WHAT THE TASK REQUIRES – Your task is to reproduce the entries below word for word.

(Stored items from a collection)
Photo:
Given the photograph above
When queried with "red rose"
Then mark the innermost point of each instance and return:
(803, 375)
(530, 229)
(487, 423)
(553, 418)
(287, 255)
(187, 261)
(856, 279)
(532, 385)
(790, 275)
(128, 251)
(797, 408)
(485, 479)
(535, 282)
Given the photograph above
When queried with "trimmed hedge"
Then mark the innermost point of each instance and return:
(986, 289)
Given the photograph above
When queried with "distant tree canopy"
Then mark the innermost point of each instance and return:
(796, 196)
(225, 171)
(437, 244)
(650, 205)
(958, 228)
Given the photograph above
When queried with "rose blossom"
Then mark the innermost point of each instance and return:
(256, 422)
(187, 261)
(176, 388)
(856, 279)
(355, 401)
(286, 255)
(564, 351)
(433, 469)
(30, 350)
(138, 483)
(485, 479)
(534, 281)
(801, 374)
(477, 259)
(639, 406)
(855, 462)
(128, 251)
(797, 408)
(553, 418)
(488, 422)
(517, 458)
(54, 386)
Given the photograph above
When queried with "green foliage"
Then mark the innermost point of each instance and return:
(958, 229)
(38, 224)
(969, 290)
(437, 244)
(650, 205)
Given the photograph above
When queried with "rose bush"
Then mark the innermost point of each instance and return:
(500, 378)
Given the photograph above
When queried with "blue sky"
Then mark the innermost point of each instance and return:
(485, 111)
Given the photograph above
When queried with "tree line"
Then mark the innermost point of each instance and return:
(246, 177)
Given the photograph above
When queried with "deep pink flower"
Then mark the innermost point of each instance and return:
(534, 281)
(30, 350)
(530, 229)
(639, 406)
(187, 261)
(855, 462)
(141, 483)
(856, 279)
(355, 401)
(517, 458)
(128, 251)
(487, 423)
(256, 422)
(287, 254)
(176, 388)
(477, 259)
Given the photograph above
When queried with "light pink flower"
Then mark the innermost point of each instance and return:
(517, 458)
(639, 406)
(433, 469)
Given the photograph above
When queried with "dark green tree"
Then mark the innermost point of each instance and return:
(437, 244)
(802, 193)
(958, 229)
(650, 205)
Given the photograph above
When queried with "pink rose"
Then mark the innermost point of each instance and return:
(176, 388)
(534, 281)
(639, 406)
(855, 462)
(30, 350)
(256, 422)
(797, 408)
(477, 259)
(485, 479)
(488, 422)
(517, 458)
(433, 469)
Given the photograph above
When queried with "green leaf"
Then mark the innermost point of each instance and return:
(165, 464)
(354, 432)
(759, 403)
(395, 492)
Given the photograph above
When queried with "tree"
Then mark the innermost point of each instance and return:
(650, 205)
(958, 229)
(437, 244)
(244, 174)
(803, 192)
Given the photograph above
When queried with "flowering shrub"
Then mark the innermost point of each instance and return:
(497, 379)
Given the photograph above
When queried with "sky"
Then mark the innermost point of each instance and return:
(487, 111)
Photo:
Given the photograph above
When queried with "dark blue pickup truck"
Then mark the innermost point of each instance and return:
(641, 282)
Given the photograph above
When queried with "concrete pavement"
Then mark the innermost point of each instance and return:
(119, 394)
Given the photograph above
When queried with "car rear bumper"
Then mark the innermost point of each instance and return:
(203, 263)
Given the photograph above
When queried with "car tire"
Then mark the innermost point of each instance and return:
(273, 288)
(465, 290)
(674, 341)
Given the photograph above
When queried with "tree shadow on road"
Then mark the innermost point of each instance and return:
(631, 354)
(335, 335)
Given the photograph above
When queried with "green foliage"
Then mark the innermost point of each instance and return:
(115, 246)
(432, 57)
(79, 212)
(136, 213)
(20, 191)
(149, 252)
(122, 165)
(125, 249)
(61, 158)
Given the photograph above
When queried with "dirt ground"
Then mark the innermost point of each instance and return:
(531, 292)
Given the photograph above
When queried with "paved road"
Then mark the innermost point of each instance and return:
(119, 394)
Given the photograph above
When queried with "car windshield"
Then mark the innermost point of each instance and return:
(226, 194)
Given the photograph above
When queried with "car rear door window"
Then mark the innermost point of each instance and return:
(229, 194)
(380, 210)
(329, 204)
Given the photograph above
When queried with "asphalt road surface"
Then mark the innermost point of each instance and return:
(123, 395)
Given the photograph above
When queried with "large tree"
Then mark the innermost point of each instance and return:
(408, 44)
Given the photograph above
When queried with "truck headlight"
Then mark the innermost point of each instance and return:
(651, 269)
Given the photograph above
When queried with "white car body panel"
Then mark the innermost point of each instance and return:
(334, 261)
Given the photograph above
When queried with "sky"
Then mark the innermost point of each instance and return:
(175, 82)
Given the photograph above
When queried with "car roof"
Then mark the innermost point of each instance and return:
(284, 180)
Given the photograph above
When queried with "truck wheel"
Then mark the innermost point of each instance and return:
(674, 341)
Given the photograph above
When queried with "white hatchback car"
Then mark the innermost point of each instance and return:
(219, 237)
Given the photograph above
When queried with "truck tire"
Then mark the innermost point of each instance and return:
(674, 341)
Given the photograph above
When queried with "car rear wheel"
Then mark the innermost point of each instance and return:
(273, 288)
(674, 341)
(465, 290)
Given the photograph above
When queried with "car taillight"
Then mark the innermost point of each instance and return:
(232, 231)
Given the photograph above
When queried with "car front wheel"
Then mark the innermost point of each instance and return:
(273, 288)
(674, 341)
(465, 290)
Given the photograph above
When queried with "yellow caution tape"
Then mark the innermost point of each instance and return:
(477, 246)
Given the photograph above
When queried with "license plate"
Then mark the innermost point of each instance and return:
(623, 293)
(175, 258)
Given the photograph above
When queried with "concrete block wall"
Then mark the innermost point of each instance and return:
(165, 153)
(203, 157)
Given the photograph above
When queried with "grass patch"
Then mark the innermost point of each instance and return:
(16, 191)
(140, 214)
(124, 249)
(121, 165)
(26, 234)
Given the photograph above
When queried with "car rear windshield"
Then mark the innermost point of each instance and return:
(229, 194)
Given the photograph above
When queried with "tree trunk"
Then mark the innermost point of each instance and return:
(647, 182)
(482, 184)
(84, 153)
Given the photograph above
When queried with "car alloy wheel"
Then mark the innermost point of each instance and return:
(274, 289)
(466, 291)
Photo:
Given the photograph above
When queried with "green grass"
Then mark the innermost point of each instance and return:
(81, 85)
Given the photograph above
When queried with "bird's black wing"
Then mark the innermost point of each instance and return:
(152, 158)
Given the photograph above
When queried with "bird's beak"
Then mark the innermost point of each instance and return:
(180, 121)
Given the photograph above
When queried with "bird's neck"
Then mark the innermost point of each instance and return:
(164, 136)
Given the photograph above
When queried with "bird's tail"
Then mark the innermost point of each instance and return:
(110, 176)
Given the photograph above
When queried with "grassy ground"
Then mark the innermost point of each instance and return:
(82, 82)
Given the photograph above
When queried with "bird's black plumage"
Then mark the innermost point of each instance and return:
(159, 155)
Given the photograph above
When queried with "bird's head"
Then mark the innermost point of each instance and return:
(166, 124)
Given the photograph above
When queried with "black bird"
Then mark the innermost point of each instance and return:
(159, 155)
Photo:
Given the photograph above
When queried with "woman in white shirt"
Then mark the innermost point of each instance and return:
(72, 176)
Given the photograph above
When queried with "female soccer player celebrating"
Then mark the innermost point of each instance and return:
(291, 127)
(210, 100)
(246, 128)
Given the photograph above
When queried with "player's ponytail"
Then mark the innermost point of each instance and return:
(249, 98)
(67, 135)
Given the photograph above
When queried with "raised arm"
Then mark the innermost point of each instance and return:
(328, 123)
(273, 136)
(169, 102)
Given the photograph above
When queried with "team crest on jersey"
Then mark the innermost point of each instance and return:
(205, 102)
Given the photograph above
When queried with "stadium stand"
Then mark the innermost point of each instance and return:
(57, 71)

FINISHED TASK –
Photo:
Given the photograph above
When queried with "red rose"
Then mark the innermost point of each instance and return:
(803, 375)
(530, 229)
(487, 423)
(553, 418)
(287, 255)
(187, 261)
(856, 279)
(532, 385)
(790, 275)
(128, 251)
(797, 408)
(485, 479)
(535, 282)
Given the photograph above
When queried with "trimmed hedge"
Then mark the innermost point of each instance and return:
(986, 289)
Given the photograph above
When queried with "distant tree canopy"
Then mark the innermost point of each instance and return:
(796, 196)
(225, 171)
(437, 244)
(650, 205)
(958, 228)
Given the photograph above
When queried with "rose blossom"
Then mark the innermost point of each instance and return:
(256, 422)
(187, 261)
(176, 388)
(856, 279)
(355, 401)
(286, 255)
(564, 351)
(433, 469)
(30, 350)
(138, 483)
(485, 479)
(534, 281)
(801, 374)
(477, 259)
(639, 406)
(855, 462)
(128, 251)
(797, 408)
(553, 418)
(488, 422)
(517, 458)
(54, 386)
Given the photograph above
When queried with "green foliage"
Then mark the innermost point of each instance and return:
(958, 229)
(38, 224)
(969, 290)
(437, 244)
(650, 205)
Given the photograph above
When queried with "rose bush"
Then mark the innermost point of each instance and return:
(500, 378)
Given the photograph above
When queried with "blue sky"
Then mark the innermost point of each instance and return:
(485, 111)
Given the photograph above
When queried with "tree line"
Then mark the innermost point of each instance and return:
(246, 177)
Given the photograph above
When queried with "deep pink flower"
Then mark the innermost point of each instance and return:
(534, 281)
(30, 350)
(530, 229)
(639, 406)
(187, 261)
(855, 462)
(141, 483)
(856, 279)
(355, 401)
(517, 458)
(128, 251)
(487, 423)
(256, 422)
(287, 254)
(176, 388)
(477, 259)
Given the photograph above
When queried with "light pink flower"
Then mark the innermost point of each instance and return:
(517, 458)
(639, 406)
(433, 469)
Given the photograph above
When queried with "dark green tree"
Then mark the innermost point of each instance and return:
(437, 244)
(802, 193)
(958, 229)
(650, 205)
Given the photograph above
When queried with "pink rose"
Then mark the innermost point of each instance and return:
(176, 388)
(534, 281)
(639, 406)
(855, 462)
(30, 350)
(256, 422)
(797, 408)
(477, 259)
(485, 479)
(488, 422)
(517, 458)
(433, 469)
Given the photograph above
When queried with "green leaf"
Then mark the innermost point of each instance and return:
(165, 464)
(354, 432)
(759, 403)
(395, 492)
Given the photograph above
When queried with "tree"
Then mark the innermost point of each instance and return:
(650, 205)
(958, 229)
(437, 244)
(244, 174)
(803, 192)
Given the photograph above
When queried with "flowering shrub"
Then mark the innermost point of each instance and return:
(497, 379)
Given the photograph above
When queried with "sky"
Then mark the innermost point of each instance and return:
(487, 111)
Photo:
Given the photograph above
When queried with "dark blue pickup truck"
Then mark the innermost point of each instance and return:
(641, 282)
Given the photograph above
When queried with "concrete pavement"
Then mark the innermost point of each instance and return:
(119, 394)
Given the photograph above
When queried with "car rear bumper"
Then mark the innermost point of each instance and return:
(203, 263)
Given the photograph above
When queried with "car tire"
Then mark the innermost point of each instance and return:
(273, 288)
(465, 290)
(674, 341)
Given the photograph above
When queried with "tree shadow on road"
Then mark the innermost point of each instance and return:
(631, 354)
(335, 335)
Given the photograph above
When queried with "green foliage"
Then mark the innermost point of each instance and return:
(115, 246)
(432, 57)
(79, 212)
(136, 213)
(20, 191)
(149, 252)
(122, 165)
(125, 249)
(61, 158)
Given the photograph above
When queried with "dirt ground"
Then mark the innermost point of each instance and return:
(531, 292)
Given the photograph above
When queried with "paved road"
Then mark the innermost point of each instance and return:
(119, 394)
Given the photograph above
When queried with "car windshield"
Then mark the innermost point of each instance and return:
(226, 194)
Given the photograph above
When queried with "car rear door window"
Then mark the innermost point of each instance and return:
(229, 194)
(380, 210)
(329, 204)
Given the photograph above
When queried with "asphalt road surface"
Then mark the innermost point of each instance and return:
(123, 395)
Given the photograph above
When queried with "large tree"
Then mark the innermost point of each instance and return:
(408, 44)
Given the photograph above
When queried with "truck headlight"
Then mark the innermost point of each instance and return:
(651, 269)
Given the photograph above
When queried with "white car body panel"
Then mark the innermost point of each instance and return:
(334, 261)
Given the photograph above
When queried with "sky"
Then mark the innermost point of each instance and return:
(175, 82)
Given the photograph above
When queried with "car roof"
Then mark the innermost point of each instance and return:
(284, 180)
Given the photograph above
When queried with "truck wheel"
Then mark the innermost point of each instance and return:
(674, 341)
Given the photograph above
When queried with "white hatchback car"
Then mark the innermost point of each instance and return:
(219, 237)
Given the photograph above
When queried with "truck tire"
Then mark the innermost point of each instance and return:
(674, 341)
Given the photograph above
When queried with "car rear wheel"
Then mark the innermost point of each instance and return:
(273, 288)
(674, 341)
(465, 290)
Given the photograph above
When queried with "car taillight"
Then mark the innermost point of each instance and return:
(232, 231)
Given the photograph above
When queried with "car front wheel"
Then mark the innermost point of each instance and return:
(273, 288)
(674, 341)
(465, 290)
Given the photograph above
When queried with "yellow caution tape"
Then mark the innermost point of each instance and return:
(477, 246)
Given the photograph above
When queried with "license plate"
Then mark the innermost point of each instance and return:
(623, 293)
(175, 258)
Given the photograph above
When queried with "concrete block wall"
Then mark the innermost point of each instance and return:
(165, 153)
(203, 157)
Given the photograph above
When queried with "grass patch"
Then mark the innermost point of each instance and return:
(16, 191)
(140, 214)
(124, 249)
(121, 165)
(26, 234)
Given the photograph above
When queried with "car rear windshield"
Then mark the innermost point of each instance and return:
(229, 194)
Given the photograph above
When queried with "tree trunk"
Then mark the innermost point of each instance and return:
(647, 182)
(482, 184)
(84, 153)
Given the photograph above
When queried with "car alloy wheel"
Then mark the innermost point of each instance and return:
(274, 289)
(466, 291)
Photo:
Given the photograph above
When queried with "green grass"
Then mark the innermost point of each instance and return:
(81, 85)
Given the photograph above
When queried with "bird's black wing"
Then mark the innermost point of each instance and return:
(152, 158)
Given the photograph above
When queried with "bird's beak"
Then mark the innermost point of each instance and return:
(180, 121)
Given the photograph above
When queried with "bird's neck"
Then mark the innermost point of each instance and return:
(164, 136)
Given the photograph above
When queried with "bird's tail"
Then mark the innermost point of each instance and return:
(110, 176)
Given the photograph above
When queried with "grassy ground"
Then mark the innermost point of each instance and return:
(82, 82)
Given the photograph above
When queried with "bird's black plumage"
Then mark the innermost point of each instance and return:
(159, 155)
Given the photograph above
When queried with "bird's head"
Then mark the innermost point of each instance and return:
(166, 124)
Given the photograph above
When queried with "black bird"
Then mark the innermost point of each instance and return:
(159, 155)
Photo:
Given the photograph above
When queried with "woman in white shirt"
Then mark the innermost point of each instance and return:
(72, 176)
Given the photograph above
When queried with "female soccer player celebrating"
Then mark the innermost point of each instance and return:
(291, 127)
(210, 100)
(246, 128)
Given the photograph above
When queried with "player's ponytail"
Then mark the innermost point of each instance and return:
(249, 98)
(67, 135)
Given the photograph above
When queried with "raised arm"
Then mark the innermost point of each instance and return:
(328, 123)
(273, 136)
(169, 102)
Given the photograph above
When queried with "team crest on jersey"
Then mark the innermost point of each instance and return:
(205, 102)
Given the photograph above
When queried with "stadium stand"
Then mark the innermost point of each instance and return:
(57, 71)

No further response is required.